§ **WORK REQUIRED**: Write out precisely the lines beginning with the line that contains "Each instance of the calm" and ending with the last line of the entries, and no other lines.

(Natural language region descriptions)
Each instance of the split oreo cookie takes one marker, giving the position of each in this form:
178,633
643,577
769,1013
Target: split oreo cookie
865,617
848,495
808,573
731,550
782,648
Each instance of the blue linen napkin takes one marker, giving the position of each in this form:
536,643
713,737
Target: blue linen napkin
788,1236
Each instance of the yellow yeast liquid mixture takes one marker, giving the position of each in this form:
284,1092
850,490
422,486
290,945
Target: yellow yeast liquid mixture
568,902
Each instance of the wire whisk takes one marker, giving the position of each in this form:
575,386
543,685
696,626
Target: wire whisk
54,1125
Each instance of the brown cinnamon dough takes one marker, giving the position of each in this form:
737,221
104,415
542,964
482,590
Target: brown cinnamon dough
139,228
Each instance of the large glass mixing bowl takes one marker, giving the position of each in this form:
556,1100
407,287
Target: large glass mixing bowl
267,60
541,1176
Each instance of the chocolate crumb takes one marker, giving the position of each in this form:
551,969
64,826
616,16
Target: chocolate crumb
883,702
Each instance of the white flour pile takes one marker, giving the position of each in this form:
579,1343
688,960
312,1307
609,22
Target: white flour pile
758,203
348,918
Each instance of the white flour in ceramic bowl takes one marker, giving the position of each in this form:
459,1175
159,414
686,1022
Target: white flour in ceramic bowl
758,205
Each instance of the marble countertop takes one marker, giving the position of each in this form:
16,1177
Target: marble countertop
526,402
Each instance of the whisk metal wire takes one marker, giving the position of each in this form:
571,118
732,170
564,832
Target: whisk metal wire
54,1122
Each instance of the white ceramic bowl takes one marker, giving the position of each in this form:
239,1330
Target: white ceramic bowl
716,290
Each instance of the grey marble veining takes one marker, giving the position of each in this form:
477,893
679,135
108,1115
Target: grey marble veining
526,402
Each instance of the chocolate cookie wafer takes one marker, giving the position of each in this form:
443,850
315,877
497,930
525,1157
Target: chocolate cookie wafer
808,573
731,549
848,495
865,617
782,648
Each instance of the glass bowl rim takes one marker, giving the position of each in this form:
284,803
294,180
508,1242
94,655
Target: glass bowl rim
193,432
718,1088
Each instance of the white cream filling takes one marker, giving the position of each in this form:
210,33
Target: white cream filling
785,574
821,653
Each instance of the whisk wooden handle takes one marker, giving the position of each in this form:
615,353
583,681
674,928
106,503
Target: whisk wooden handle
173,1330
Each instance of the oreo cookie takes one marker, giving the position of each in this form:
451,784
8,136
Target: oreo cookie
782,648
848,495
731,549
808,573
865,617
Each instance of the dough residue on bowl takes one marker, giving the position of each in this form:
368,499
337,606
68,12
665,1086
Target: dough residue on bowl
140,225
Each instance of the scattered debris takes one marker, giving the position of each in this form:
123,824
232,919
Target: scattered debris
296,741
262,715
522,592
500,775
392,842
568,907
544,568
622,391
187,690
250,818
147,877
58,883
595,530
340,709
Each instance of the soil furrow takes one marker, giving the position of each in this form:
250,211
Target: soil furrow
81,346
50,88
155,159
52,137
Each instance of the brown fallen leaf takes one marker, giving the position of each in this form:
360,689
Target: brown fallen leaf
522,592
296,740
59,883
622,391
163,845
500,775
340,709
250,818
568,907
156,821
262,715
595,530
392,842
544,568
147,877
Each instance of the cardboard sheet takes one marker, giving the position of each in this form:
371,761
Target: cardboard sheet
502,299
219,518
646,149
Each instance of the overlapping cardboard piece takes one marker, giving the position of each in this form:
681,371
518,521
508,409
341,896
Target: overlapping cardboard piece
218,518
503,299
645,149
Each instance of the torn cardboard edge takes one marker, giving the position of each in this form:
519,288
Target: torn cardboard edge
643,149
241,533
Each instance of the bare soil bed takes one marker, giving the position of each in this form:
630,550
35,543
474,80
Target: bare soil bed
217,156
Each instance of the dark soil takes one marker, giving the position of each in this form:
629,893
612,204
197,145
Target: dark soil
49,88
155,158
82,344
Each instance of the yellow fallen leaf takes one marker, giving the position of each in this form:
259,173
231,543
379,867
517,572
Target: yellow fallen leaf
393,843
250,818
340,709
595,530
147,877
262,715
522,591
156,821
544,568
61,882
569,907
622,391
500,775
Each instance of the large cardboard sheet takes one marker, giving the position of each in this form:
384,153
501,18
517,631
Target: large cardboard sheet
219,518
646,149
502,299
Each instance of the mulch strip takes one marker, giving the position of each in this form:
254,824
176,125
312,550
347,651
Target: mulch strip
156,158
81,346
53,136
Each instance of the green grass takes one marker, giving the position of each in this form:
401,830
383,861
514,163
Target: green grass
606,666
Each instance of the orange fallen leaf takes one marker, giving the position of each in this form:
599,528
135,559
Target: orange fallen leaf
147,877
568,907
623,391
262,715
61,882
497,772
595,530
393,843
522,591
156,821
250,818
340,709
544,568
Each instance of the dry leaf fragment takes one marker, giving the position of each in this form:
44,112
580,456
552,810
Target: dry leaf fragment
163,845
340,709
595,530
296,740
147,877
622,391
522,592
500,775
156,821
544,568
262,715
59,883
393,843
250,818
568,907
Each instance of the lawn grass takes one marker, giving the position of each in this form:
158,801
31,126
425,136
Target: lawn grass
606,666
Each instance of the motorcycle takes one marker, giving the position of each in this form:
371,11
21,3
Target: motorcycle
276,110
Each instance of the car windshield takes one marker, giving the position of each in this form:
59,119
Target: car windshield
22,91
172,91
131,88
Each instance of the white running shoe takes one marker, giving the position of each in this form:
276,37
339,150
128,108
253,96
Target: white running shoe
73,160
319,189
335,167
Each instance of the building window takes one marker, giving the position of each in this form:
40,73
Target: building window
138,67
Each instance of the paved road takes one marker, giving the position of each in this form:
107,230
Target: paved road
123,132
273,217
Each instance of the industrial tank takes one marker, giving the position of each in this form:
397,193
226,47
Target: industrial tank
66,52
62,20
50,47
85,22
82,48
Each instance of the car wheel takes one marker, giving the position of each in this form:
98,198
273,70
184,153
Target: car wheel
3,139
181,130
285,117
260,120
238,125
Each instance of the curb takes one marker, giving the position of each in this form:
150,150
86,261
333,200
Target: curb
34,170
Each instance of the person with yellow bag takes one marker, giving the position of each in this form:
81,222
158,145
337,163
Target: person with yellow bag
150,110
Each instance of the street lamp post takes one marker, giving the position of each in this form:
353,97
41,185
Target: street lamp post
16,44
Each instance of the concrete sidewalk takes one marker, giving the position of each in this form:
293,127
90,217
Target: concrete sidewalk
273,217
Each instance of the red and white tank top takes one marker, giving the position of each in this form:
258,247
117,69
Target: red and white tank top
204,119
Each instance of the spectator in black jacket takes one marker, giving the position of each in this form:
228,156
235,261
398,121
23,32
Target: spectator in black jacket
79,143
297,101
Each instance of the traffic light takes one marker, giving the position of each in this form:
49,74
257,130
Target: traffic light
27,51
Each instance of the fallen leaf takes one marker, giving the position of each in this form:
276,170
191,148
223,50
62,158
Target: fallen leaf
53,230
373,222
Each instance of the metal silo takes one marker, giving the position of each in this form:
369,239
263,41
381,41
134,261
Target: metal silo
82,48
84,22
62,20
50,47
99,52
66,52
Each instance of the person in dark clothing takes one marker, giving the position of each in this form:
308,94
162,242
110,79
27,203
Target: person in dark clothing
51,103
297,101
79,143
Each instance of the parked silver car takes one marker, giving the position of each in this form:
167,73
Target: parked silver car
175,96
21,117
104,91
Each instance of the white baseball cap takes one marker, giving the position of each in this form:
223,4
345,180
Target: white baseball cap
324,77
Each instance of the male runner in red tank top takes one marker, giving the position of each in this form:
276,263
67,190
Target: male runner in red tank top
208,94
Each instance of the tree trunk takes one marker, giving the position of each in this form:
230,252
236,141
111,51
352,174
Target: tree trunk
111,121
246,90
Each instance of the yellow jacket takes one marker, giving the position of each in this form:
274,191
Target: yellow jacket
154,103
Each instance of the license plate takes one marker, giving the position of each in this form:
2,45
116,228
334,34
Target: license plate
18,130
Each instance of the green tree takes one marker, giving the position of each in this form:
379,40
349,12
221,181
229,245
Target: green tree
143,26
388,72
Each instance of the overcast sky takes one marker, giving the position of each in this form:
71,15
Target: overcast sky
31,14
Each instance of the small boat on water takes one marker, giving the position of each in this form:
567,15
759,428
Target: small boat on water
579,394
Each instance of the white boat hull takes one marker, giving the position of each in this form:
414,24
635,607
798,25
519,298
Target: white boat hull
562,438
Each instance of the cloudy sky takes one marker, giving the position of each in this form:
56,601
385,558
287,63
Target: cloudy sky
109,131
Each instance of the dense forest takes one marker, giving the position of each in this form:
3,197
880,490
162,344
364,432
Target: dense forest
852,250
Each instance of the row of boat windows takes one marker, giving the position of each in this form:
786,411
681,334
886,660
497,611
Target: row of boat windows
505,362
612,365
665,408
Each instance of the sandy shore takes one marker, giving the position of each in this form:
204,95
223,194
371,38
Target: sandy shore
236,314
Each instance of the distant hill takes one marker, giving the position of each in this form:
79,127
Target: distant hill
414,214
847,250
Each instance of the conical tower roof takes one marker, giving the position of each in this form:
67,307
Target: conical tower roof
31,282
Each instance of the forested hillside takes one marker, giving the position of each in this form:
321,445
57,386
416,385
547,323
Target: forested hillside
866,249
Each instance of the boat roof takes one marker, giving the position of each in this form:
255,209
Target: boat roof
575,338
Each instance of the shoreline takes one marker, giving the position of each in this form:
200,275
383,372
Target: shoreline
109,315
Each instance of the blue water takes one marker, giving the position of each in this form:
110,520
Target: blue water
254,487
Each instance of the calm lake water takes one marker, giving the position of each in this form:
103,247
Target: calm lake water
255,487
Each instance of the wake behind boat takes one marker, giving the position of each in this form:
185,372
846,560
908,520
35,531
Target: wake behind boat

§ **SOLUTION TO THIS PROBLEM**:
Each instance of the calm lake water takes one marker, giving the position of each in this form:
103,247
Target: calm lake water
255,487
Each instance of the wake behind boat takes one marker, giving the position of each in this form:
185,372
846,560
908,520
35,531
Target: wake behind boat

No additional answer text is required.